Begin at the line that has "task: provide the mask of every instance of the <item>blue" and stop after the line that has "M 1023 769 L", writing those lines out again, requests included. Scale every coordinate in the answers by 1.1 and round each to a whole number, halves up.

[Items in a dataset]
## begin

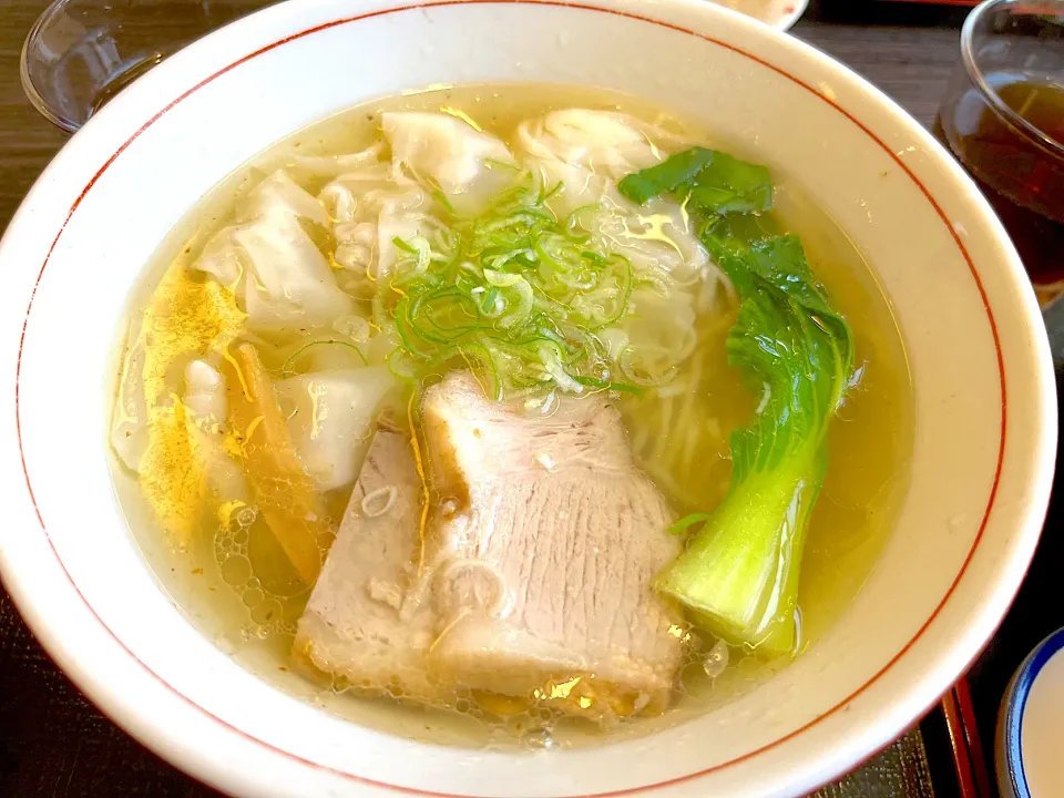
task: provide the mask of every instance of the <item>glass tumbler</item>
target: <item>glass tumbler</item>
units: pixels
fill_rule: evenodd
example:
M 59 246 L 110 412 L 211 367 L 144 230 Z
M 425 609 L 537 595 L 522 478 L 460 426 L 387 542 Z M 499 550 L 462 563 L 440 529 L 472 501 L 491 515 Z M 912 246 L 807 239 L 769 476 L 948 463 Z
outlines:
M 264 0 L 54 0 L 22 47 L 22 86 L 65 131 L 205 33 L 272 4 Z
M 1039 300 L 1064 294 L 1064 0 L 988 0 L 935 121 L 998 212 Z

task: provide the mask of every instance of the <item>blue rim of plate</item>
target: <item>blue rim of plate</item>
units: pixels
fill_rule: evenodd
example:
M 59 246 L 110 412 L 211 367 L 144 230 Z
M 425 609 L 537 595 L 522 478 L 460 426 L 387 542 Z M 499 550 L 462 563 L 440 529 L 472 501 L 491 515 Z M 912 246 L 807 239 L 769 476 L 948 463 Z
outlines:
M 1023 769 L 1023 749 L 1020 746 L 1023 733 L 1023 714 L 1031 695 L 1031 687 L 1045 664 L 1064 649 L 1064 628 L 1060 628 L 1043 640 L 1023 661 L 1012 685 L 1005 694 L 1004 715 L 1002 717 L 1003 748 L 1009 780 L 1016 798 L 1032 798 L 1027 789 L 1027 778 Z

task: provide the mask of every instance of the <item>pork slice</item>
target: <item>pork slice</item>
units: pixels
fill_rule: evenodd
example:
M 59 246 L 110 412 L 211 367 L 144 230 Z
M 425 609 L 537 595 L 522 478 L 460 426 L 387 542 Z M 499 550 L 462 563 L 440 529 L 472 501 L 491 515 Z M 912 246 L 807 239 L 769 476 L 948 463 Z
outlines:
M 421 481 L 409 436 L 374 436 L 336 542 L 303 617 L 295 648 L 344 686 L 432 700 L 424 668 L 428 602 L 413 603 Z
M 456 372 L 422 420 L 451 509 L 432 530 L 433 665 L 600 718 L 664 708 L 683 632 L 649 583 L 678 543 L 617 409 L 600 395 L 525 412 Z

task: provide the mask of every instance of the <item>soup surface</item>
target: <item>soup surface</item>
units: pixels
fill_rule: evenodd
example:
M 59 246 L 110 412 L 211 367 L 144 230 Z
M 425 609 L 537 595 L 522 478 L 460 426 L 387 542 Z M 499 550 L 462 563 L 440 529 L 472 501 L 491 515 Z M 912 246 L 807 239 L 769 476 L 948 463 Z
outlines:
M 116 368 L 114 481 L 175 603 L 297 696 L 474 746 L 644 734 L 816 645 L 904 490 L 909 375 L 860 253 L 744 156 L 498 85 L 239 168 Z

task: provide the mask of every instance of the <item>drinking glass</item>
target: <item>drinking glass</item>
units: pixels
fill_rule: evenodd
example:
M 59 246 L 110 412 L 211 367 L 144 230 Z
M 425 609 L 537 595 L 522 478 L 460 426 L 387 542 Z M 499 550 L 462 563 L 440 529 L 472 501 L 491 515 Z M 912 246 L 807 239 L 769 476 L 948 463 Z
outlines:
M 935 121 L 998 212 L 1039 301 L 1064 294 L 1064 0 L 988 0 Z
M 167 55 L 266 0 L 54 0 L 22 47 L 22 86 L 65 131 Z

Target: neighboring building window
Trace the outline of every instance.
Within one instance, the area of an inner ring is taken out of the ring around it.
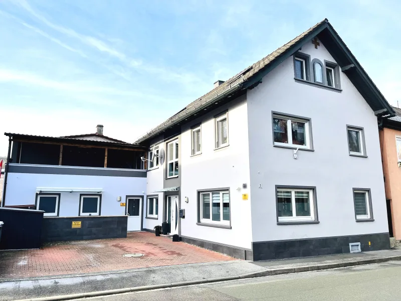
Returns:
[[[192,156],[202,153],[202,132],[200,130],[200,125],[191,130]]]
[[[216,147],[219,148],[229,145],[228,112],[215,118]]]
[[[274,145],[311,148],[310,119],[274,114]]]
[[[305,60],[301,58],[295,57],[294,61],[295,68],[295,78],[306,80]]]
[[[277,221],[311,222],[315,220],[314,189],[276,189]]]
[[[167,177],[178,175],[178,140],[175,140],[167,144]]]
[[[369,189],[354,188],[355,217],[358,220],[372,220],[372,203]]]
[[[152,197],[147,198],[147,216],[157,217],[159,211],[159,199]]]
[[[38,195],[36,209],[45,211],[44,216],[58,216],[59,201],[59,195]]]
[[[320,63],[316,62],[313,64],[313,70],[315,72],[315,82],[323,84],[323,69]]]
[[[100,196],[81,195],[80,216],[100,215]]]
[[[334,85],[334,69],[330,67],[326,66],[326,77],[327,79],[327,85],[329,87],[335,86]]]
[[[395,137],[395,143],[397,145],[397,156],[398,163],[401,163],[401,137]]]
[[[347,134],[349,155],[359,156],[366,156],[363,128],[347,125]]]
[[[200,222],[230,225],[230,193],[228,190],[200,193]]]
[[[151,148],[149,152],[149,169],[156,168],[159,166],[159,148]],[[153,160],[152,160],[153,158]]]

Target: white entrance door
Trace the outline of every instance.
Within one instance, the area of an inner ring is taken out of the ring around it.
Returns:
[[[178,196],[171,196],[168,197],[170,204],[171,206],[171,231],[170,234],[178,234],[178,218],[179,218],[179,214],[178,212]]]
[[[127,231],[141,230],[141,212],[142,204],[139,198],[128,198],[127,199],[127,215],[128,224]]]

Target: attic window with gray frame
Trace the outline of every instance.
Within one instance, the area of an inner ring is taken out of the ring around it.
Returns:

## end

▶ _ANSWER_
task: provide the mask of every instance of the <item>blue rim of plate</item>
target: <item>blue rim of plate</item>
units: pixels
fill_rule: evenodd
example:
M 59 246 L 110 412 L 211 367 L 144 230 Z
M 425 609 L 537 595 L 522 478 L 460 426 L 387 542 Z M 499 550 L 462 563 L 440 529 L 472 501 L 491 515 Z M 912 246 L 807 239 L 769 476 L 948 463 Z
outlines:
M 1125 846 L 1125 824 L 1122 821 L 1125 806 L 1125 785 L 1134 765 L 1134 756 L 1150 730 L 1170 714 L 1170 691 L 1166 691 L 1147 704 L 1125 727 L 1113 754 L 1106 763 L 1104 787 L 1102 789 L 1103 823 L 1110 858 L 1118 878 L 1135 878 L 1130 868 L 1130 856 Z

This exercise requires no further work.